Reading text:
+--
A predictable reaction against AI
The Luddites
The term Luddite comes from the first industrial revolution and it represent the obvious concern that many people will lose their job because of automation. As I said at the beginning, any revolution has winners and losers, automation unfortunately always hits the weakest and less specialized workers.
This is unavoidable in any technological revolution but it doesn’t have to be as harsh as it used to be. In a world of abundant energy and widespread automation we must be able to provide universal income to everybody, this is why we have governments and we should strive to be able to provide the basic condition to live a decent life to everyone in the world.
The NIMBYs are the new Luddites
And this is why the current state of play in the European Union worries me, the parliament has recently pass the AI act, starting the dangerous path of regulating an emergent technology that is poised to change the world. This is a regressive measure that is based on the ideological failure of the european people, we like innovation only if it doesn’t change absolutely anything and this is how we are becoming more and more irrelevant, old and fearful of immigration and progress.
The Grifters
Any new technology will make someone rich, and there are plenty of people that want to get rich quick. For example a bunch of rich people might want to stop innovation to catch up or maybe there is a whole industrial war about which electricity is safe for us.
The Apocalyptic cult
Any progress can be seen as positive or negative and historically a whole group of people always thinks that the world will end after a major change. AI is no exception, it’s very easy to overestimate the risks of something and humans are very bad at predicting the future.
The basic argument for predicting the doom of the human race used by the modern Millenarists goes something like this:
AI has all the basic tools to do any job, it’s like a digital stem cell, it will eventually be connected to programming tools, internet services and chip factories, therefore it will start improving itself at an exponential pace and therefore we won’t be able to stop it anymore. This sometimes also gets paired up with AI learning to deceive humans like in “I, Robot” with some sprinkles of BSG’s Cylons and the Matrix.
When you start chaining a number of plausible but very improbable events you get a very nice story, and nobody will get mad at you if the human race does not get exterminated.
It’s the Wet bias but for human extinction.
+--
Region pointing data
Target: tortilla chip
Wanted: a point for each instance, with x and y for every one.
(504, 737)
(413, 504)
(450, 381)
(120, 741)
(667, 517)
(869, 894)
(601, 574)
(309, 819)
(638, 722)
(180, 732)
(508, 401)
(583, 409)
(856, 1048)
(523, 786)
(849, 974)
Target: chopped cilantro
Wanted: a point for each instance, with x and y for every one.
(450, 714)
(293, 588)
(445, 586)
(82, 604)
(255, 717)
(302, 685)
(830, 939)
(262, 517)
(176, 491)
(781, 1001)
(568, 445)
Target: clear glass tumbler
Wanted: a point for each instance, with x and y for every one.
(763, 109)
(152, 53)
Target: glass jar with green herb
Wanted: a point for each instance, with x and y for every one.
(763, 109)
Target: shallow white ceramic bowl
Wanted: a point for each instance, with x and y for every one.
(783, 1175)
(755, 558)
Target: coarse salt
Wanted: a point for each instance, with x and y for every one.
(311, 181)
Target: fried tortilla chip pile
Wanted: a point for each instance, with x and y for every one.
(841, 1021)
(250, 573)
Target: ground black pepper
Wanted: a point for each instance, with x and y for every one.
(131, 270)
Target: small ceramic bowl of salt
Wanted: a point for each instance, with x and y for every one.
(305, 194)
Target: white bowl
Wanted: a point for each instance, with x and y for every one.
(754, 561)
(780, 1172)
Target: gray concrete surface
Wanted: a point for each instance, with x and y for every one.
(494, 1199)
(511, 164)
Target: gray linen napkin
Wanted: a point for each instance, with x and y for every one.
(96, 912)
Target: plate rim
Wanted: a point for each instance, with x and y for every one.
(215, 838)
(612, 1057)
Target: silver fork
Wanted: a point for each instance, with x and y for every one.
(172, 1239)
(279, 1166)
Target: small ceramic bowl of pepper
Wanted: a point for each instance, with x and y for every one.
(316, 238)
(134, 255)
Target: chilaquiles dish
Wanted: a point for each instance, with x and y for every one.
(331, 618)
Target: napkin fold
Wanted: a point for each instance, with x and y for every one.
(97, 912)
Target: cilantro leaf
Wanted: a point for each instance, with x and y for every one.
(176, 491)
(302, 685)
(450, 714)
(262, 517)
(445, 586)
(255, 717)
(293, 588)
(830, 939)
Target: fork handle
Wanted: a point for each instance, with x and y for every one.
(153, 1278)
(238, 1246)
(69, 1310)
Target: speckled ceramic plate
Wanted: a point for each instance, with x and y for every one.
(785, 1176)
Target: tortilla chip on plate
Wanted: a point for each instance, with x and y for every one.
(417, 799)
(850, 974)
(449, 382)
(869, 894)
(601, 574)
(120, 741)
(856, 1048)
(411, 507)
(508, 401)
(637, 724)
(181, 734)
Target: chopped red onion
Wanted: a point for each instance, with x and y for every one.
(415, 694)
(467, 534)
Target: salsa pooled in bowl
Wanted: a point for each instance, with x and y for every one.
+--
Work instruction 1: Please quote the essay on reactions against AI between "The Grifters" and "safe for us.", inclusive.
Work instruction 2: Continue the essay on reactions against AI after its final sentence.

Result 1:
The Grifters
Any new technology will make someone rich, and there are plenty of people that want to get rich quick. For example a bunch of rich people might want to stop innovation to catch up or maybe there is a whole industrial war about which electricity is safe for us.

Result 2:
Some real concerns
With this I don’t want to dismiss all concerns as invalid:
Security it’s a complex problem that needs to be solved
LLMs can be very confidently wrong and the need to have “proof” of the output is a necessary step for this field to be applied in the real world
Weaponization of AI by the military is probably already happening
Concerns around privacy and copyrights are also completely valid
AI Alignment is a very important field of study
The use of deepfakes to generate fake videos (for example porn containing the face of women that are being attacked for political reasons or just because they are famous) it is something already happening
All those problem are incredibly relevant and valid, however the same concerns can be applied to any advanced technology one way or another, and asking AI to be stopped until all those problems are solved it’s an impossible bar to achieve for a nascient technology.
Where do we go from here
I believe that the best thing to do is to get involved and learn about Generative AI, if you haven’t done so yet:
If you are a creator or working in a creative job, experimenting with GPT, Midjourney and Elevenlabs is a must. More importantly try to mix those together, make weird deepfakes
If you are a programmer, try out tools like langchain or maybe write a plugin for ChatGPT. There are a lot of opportunities to use GPT-like models as controllers for other actions. And of course try stuff like Copilot.
If you are none of the above, head to chat.openai.com and try to write your first website using ChatGPT or maybe ask it to explain nuclear fusion using a cowboy accent.
Whatever happens, do not start a career as prompt engineer! It’s not a real job of the future, it’s just something linkedin influencers are writing about! Learn about AutoGPT instead.